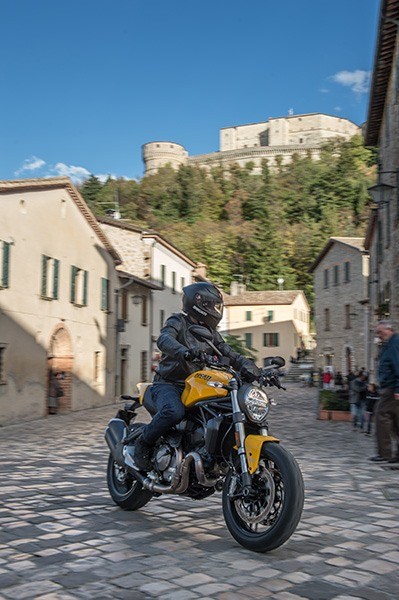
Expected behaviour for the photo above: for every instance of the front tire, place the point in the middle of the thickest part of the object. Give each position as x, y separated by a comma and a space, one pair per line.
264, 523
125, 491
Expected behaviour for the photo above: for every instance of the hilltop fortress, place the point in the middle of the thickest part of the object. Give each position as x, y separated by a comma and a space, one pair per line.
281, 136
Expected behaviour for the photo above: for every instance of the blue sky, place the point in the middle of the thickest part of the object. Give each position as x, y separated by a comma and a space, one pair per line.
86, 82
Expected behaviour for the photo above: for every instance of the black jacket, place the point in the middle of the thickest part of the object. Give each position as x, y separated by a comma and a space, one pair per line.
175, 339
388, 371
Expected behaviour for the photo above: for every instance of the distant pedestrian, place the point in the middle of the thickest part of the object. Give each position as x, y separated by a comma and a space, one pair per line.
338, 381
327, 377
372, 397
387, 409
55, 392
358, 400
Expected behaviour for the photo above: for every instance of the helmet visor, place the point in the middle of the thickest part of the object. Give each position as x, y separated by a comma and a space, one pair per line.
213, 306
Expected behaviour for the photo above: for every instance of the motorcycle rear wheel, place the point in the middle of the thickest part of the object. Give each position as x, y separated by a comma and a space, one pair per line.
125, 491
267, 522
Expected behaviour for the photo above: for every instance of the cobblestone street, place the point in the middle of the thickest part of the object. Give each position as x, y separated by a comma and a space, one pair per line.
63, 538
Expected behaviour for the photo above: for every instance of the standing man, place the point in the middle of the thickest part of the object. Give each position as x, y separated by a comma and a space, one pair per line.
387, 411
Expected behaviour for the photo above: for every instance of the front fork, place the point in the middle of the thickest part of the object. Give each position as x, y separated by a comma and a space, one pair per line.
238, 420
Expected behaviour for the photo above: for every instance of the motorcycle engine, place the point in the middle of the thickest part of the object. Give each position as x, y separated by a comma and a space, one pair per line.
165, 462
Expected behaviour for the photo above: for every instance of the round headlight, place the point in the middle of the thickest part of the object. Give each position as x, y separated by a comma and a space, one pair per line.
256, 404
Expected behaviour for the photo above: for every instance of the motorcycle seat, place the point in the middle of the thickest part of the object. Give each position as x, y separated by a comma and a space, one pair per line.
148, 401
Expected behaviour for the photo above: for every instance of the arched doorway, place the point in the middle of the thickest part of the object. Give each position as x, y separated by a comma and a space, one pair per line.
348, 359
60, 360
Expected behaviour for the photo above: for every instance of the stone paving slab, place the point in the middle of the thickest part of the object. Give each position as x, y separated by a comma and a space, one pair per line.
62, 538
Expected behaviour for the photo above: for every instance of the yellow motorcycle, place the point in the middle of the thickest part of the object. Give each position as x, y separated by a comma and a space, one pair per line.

+++++

EXERCISE GOAL: Swap "thickest" for "widest" in the entries from the line containing "of the arched" through the end of the entries, both ends included, and write those lines out again with nothing else altered.

EXERCISE OUTPUT:
Expected behaviour for the photo above: for every instance of the arched doorway, place the point in the middle of the widest part of the object. Give each position as x, y separated by a comma and a space, one pair per line.
348, 359
60, 360
Expected behaviour for the photo above: for every instance of the stone paving slab, place the point in the middle of the widest part of the object. Give each position as x, y separated by a comma and a space, one pair per line.
62, 538
Expected behaviour for the photo above: for every instance of the yellow motorcycle, place the point in the middle of the widest part of the object. Give each position as x, y separated by a comma and a space, one pair per line.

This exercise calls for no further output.